__GIVEN INSTRUCTION__.
How many lines in the rows below contain the string "blue", with case mattering? Reply with the number only.

__THE INPUT__.
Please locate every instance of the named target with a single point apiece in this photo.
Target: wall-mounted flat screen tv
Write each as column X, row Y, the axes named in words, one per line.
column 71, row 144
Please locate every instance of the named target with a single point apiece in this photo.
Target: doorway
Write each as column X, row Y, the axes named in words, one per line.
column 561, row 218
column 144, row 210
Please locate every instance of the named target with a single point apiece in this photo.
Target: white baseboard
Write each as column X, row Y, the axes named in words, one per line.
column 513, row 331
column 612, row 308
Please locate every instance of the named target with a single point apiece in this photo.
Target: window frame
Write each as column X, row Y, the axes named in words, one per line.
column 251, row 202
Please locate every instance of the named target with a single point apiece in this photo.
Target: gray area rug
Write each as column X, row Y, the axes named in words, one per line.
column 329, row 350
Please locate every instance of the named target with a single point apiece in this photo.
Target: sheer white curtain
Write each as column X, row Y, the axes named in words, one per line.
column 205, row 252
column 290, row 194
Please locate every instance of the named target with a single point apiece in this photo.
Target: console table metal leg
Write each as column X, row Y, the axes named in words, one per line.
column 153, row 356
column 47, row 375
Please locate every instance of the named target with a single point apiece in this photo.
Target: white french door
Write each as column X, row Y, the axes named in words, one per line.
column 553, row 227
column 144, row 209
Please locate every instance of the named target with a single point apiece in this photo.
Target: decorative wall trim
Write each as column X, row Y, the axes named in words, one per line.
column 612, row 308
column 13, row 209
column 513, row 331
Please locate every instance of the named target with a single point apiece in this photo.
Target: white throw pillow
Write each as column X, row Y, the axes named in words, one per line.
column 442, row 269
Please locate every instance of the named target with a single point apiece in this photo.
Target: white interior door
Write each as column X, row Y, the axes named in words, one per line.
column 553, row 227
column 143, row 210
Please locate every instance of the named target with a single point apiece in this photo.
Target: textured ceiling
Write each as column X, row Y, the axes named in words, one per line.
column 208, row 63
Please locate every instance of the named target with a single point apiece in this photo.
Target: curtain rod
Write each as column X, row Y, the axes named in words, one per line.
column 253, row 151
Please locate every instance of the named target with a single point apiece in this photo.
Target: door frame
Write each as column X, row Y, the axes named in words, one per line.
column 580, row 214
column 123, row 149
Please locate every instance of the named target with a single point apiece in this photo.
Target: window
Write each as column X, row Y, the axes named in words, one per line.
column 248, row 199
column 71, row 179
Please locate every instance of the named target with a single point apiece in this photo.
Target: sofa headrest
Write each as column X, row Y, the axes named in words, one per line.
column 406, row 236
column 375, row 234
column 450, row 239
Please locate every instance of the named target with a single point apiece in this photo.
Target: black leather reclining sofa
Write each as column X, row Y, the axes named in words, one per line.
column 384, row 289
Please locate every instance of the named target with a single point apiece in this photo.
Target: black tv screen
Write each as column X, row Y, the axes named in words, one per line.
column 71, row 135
...
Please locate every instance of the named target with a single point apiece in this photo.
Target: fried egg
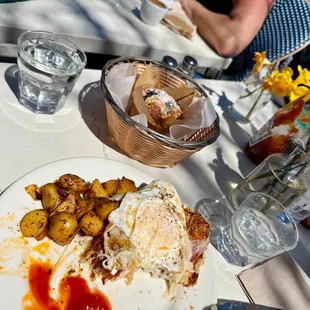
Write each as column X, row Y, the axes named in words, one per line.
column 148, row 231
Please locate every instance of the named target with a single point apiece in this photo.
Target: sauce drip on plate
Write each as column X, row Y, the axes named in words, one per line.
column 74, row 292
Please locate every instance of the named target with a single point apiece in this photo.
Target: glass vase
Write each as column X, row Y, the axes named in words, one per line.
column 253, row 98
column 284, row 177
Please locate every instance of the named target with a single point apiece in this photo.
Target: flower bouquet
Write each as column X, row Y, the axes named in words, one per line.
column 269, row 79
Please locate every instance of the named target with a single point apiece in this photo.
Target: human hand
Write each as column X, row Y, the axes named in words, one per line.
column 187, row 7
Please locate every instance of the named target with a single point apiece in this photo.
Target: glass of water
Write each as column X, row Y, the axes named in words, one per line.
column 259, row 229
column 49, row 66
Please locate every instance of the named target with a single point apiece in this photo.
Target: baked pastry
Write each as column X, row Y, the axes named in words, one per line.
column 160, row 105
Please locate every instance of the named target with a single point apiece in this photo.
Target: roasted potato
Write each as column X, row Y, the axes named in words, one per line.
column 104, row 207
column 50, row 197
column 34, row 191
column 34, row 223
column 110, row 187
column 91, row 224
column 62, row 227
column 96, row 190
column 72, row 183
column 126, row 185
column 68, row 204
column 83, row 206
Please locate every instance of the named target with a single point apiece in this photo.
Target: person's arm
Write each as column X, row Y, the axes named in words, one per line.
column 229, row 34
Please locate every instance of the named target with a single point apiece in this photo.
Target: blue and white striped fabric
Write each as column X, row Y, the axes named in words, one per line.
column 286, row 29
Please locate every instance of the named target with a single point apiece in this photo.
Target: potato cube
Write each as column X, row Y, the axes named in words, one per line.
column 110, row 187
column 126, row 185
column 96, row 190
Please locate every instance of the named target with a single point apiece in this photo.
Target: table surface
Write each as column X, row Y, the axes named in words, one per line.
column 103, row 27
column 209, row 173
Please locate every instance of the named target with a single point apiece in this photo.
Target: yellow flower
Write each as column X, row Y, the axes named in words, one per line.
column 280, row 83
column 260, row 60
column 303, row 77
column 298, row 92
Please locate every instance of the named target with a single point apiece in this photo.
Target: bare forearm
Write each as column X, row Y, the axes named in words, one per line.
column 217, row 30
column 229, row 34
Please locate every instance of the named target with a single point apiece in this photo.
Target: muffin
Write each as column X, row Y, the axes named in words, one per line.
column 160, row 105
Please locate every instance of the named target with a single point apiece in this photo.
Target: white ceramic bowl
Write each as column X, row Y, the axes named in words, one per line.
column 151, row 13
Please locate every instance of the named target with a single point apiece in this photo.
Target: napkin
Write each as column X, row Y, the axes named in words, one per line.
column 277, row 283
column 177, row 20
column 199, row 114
---
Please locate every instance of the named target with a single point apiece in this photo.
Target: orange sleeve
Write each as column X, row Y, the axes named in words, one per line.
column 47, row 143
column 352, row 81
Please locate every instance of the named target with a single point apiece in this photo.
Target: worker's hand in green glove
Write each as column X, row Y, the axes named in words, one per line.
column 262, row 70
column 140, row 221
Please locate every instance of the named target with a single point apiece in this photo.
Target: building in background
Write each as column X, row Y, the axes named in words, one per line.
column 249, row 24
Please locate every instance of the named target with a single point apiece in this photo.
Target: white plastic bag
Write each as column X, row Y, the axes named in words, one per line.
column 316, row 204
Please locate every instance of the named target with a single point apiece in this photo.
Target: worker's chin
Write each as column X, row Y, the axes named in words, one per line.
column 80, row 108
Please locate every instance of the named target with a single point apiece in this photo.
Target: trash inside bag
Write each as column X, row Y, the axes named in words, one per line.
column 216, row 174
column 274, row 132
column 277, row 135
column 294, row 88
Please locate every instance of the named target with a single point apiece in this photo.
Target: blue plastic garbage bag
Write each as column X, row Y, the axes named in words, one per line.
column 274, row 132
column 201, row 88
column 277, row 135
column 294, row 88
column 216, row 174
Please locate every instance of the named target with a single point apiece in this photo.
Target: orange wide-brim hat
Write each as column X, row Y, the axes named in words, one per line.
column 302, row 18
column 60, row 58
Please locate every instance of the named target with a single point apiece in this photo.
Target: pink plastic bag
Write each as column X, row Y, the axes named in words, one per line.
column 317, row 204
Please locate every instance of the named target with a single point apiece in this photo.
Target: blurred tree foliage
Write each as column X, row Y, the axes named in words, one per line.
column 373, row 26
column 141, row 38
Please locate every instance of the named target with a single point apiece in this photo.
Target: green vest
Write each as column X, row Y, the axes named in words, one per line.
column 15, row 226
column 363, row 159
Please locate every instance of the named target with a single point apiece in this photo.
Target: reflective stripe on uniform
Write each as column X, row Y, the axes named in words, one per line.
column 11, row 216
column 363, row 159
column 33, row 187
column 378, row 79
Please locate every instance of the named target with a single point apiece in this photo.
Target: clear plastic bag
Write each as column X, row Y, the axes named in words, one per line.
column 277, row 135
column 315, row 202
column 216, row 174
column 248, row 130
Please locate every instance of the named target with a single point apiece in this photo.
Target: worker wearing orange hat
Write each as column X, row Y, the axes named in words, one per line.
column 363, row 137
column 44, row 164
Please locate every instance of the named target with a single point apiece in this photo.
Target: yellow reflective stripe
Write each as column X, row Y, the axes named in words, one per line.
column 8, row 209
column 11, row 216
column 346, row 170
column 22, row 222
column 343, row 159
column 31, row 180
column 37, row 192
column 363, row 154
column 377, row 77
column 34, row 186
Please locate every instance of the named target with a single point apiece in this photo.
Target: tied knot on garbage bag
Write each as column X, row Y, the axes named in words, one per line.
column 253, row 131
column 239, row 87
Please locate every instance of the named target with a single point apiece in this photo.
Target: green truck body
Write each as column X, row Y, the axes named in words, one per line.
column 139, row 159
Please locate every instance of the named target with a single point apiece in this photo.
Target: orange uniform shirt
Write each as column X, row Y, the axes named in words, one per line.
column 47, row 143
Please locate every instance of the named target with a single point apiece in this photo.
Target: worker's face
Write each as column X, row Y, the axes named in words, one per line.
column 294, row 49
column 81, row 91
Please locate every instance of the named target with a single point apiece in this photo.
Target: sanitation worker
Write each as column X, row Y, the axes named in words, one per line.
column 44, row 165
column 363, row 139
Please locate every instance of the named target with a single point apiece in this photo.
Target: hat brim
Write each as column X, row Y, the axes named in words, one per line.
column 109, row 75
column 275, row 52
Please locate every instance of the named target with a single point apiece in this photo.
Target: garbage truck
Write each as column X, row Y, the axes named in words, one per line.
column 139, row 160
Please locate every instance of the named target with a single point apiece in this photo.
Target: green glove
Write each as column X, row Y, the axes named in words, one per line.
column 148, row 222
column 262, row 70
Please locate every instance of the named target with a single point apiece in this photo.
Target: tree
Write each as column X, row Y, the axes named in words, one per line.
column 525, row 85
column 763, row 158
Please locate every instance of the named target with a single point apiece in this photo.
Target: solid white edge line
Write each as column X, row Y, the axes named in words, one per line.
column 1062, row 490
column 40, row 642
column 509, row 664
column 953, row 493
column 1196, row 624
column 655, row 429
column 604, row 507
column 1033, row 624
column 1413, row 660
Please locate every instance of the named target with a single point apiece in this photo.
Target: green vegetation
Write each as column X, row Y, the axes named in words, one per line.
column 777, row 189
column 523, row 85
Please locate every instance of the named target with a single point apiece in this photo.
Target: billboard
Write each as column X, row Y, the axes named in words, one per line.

__SOLUTION TO THIS TASK__.
2